» AVAILABLE DATA:
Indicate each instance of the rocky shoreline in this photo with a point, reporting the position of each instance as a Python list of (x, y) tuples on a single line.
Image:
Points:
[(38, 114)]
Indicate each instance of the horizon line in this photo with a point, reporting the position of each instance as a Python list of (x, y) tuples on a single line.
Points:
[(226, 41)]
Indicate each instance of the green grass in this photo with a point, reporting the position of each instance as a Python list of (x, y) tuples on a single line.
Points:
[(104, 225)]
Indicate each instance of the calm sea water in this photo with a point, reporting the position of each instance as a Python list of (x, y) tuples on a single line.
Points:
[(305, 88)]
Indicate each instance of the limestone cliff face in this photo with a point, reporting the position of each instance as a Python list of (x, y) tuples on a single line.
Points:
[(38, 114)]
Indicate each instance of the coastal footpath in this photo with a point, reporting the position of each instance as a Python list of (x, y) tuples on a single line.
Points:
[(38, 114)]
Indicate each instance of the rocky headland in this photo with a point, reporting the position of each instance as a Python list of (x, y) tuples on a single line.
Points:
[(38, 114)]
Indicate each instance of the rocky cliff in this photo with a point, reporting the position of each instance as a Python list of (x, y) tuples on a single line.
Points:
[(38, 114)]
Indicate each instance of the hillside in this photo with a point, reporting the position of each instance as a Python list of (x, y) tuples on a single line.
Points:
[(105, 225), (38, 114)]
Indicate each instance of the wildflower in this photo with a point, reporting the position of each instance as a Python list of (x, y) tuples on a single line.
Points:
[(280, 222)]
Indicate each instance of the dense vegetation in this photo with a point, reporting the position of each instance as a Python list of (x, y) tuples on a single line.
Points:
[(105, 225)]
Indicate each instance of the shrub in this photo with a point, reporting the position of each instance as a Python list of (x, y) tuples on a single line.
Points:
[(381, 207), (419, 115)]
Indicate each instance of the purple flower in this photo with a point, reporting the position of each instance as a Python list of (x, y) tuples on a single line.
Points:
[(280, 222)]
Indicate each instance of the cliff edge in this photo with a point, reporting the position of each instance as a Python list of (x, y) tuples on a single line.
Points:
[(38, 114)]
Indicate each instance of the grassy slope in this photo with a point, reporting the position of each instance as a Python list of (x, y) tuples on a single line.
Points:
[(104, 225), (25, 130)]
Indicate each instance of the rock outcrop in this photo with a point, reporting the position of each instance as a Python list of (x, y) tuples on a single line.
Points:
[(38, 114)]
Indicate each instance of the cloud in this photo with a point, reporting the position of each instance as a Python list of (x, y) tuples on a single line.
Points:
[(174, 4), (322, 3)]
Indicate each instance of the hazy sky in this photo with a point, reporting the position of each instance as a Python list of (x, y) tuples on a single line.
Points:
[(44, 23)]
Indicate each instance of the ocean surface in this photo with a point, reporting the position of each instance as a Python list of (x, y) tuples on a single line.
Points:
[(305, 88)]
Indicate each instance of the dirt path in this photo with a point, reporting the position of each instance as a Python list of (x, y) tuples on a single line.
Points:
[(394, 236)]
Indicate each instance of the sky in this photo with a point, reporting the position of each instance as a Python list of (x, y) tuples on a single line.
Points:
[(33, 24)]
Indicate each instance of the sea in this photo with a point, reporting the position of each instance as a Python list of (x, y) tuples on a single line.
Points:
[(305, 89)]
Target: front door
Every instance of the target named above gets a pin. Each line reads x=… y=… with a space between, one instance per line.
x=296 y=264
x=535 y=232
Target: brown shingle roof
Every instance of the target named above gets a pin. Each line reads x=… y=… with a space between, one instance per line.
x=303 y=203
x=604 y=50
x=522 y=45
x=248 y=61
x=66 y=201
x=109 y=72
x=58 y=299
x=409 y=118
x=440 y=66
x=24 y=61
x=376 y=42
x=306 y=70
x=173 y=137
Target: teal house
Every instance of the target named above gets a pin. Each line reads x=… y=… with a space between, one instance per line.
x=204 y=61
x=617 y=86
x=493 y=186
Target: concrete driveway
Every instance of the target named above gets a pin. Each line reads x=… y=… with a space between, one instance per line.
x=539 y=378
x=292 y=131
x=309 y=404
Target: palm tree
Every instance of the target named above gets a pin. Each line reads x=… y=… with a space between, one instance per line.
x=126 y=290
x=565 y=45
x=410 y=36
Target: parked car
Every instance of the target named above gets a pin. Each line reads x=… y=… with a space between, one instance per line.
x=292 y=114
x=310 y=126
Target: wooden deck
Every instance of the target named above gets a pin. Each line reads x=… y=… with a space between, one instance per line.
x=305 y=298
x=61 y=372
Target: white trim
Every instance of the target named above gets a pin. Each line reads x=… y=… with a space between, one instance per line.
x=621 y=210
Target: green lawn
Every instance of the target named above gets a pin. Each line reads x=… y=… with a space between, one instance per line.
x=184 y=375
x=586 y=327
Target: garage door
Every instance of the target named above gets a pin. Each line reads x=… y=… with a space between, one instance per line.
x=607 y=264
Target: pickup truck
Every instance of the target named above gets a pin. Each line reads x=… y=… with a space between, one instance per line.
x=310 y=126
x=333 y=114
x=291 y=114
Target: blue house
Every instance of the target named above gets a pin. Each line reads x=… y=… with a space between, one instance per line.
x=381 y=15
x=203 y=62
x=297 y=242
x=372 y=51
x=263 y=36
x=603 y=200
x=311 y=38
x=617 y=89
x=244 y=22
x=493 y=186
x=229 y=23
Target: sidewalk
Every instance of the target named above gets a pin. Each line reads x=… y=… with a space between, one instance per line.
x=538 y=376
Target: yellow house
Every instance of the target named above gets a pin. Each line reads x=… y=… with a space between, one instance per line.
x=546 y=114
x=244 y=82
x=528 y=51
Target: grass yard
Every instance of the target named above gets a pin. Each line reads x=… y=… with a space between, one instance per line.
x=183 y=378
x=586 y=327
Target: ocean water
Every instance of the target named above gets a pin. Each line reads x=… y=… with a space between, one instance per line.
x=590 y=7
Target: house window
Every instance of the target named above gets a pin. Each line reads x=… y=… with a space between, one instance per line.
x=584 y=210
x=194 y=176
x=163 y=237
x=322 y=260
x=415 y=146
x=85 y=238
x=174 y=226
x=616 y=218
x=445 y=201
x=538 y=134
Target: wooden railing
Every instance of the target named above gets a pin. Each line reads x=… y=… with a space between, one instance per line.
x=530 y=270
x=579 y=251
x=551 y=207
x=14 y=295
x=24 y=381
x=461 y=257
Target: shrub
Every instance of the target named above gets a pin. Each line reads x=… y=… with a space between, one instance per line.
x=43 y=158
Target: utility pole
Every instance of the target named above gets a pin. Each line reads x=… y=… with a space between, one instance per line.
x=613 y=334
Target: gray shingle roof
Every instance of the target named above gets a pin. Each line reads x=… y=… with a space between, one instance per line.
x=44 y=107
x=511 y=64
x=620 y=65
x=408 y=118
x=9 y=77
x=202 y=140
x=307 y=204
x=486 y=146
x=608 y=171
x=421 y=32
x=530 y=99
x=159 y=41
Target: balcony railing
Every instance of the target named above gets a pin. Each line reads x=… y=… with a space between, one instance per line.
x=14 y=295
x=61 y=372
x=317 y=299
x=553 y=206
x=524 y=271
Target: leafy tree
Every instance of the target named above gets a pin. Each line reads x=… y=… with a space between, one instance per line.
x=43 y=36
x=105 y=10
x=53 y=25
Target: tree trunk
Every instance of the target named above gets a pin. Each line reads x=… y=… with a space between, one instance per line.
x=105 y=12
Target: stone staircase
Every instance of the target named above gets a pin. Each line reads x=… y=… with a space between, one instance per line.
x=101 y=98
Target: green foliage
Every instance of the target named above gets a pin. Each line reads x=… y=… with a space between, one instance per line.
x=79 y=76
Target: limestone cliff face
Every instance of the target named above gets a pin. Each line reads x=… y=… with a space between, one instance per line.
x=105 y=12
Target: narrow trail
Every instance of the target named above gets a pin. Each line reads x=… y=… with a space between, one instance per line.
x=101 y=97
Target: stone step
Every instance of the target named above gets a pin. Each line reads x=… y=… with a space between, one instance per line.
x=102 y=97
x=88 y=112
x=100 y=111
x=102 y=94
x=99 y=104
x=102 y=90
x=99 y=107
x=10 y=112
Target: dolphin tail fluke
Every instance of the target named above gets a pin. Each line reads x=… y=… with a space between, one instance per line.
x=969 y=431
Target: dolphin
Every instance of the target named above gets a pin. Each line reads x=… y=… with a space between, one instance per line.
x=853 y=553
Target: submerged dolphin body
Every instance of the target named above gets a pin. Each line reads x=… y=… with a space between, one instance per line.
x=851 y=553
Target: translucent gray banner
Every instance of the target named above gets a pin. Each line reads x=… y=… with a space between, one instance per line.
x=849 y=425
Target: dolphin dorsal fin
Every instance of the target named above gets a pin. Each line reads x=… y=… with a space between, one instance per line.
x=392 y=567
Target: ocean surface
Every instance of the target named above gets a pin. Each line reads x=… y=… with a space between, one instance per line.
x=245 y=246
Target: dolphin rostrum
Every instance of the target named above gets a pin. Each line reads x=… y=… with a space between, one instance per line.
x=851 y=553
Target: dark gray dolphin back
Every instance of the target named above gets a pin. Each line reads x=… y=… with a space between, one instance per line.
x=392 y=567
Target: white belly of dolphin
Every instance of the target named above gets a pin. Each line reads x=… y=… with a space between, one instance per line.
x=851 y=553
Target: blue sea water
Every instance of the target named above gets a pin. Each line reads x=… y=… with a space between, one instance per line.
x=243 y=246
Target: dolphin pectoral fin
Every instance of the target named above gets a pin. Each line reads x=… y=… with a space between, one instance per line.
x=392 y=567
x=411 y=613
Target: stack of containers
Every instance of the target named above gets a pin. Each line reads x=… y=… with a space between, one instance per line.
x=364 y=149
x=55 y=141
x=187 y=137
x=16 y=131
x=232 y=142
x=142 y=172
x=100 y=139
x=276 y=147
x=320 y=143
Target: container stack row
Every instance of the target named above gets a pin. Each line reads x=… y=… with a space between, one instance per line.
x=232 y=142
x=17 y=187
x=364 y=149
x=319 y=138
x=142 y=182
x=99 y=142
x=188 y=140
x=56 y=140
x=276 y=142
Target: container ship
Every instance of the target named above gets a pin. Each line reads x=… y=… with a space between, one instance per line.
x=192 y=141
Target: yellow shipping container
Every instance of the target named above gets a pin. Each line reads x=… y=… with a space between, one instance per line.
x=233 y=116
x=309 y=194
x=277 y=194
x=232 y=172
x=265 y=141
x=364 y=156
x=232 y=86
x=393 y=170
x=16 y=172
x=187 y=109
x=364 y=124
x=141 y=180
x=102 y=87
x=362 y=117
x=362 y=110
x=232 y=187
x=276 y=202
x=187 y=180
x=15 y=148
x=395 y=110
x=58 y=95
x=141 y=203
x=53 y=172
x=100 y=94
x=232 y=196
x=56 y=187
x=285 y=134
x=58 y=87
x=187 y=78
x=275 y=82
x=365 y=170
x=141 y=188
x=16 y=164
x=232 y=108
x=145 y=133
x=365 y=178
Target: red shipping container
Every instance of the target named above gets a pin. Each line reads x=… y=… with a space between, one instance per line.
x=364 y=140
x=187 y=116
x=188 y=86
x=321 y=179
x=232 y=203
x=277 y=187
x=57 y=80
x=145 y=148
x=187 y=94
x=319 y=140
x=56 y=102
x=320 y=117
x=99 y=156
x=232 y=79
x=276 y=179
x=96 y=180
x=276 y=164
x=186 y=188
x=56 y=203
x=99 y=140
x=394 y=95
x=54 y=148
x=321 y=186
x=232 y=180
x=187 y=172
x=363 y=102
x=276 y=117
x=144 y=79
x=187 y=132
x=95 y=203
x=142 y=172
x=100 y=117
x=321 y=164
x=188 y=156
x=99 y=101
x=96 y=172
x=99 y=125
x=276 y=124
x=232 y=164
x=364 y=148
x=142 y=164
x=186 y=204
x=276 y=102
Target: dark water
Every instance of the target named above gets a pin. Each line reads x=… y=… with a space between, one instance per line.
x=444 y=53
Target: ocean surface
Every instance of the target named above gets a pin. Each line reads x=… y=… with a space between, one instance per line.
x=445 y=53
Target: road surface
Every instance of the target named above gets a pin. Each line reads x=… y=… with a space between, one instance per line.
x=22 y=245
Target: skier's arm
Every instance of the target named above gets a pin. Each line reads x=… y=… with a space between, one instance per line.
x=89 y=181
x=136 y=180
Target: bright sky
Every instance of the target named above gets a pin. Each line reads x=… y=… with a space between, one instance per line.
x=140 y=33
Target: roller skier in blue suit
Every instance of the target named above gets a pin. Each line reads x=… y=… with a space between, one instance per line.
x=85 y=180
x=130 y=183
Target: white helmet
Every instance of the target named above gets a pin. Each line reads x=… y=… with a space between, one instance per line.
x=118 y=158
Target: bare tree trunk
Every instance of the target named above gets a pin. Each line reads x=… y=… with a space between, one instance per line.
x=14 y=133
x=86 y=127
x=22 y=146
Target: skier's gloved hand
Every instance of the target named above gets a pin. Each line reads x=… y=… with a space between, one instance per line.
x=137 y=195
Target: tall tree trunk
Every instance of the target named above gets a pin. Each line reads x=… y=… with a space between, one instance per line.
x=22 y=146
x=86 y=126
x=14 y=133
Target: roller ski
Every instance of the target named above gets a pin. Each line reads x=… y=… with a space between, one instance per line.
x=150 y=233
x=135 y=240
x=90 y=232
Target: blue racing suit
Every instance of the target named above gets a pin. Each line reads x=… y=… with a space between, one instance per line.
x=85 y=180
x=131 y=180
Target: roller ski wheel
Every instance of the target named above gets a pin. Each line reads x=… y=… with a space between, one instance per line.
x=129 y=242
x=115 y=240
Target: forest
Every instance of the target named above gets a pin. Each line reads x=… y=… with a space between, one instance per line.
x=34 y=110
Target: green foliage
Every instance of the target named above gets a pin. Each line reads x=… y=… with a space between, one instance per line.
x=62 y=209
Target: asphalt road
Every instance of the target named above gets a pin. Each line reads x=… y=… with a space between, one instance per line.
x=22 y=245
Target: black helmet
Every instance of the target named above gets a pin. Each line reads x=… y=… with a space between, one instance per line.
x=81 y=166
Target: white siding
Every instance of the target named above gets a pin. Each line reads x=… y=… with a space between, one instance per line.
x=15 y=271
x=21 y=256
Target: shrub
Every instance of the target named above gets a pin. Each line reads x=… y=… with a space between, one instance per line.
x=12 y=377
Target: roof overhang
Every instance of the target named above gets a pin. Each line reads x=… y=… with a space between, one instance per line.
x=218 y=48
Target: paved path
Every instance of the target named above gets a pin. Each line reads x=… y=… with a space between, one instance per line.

» REQUIRED WORK: Lines containing the string "trunk" are the ones to copy from the entries above.

» WRITTEN SOLUTION:
Target: tree trunk
Target: bare tree trunk
Target: tall tree trunk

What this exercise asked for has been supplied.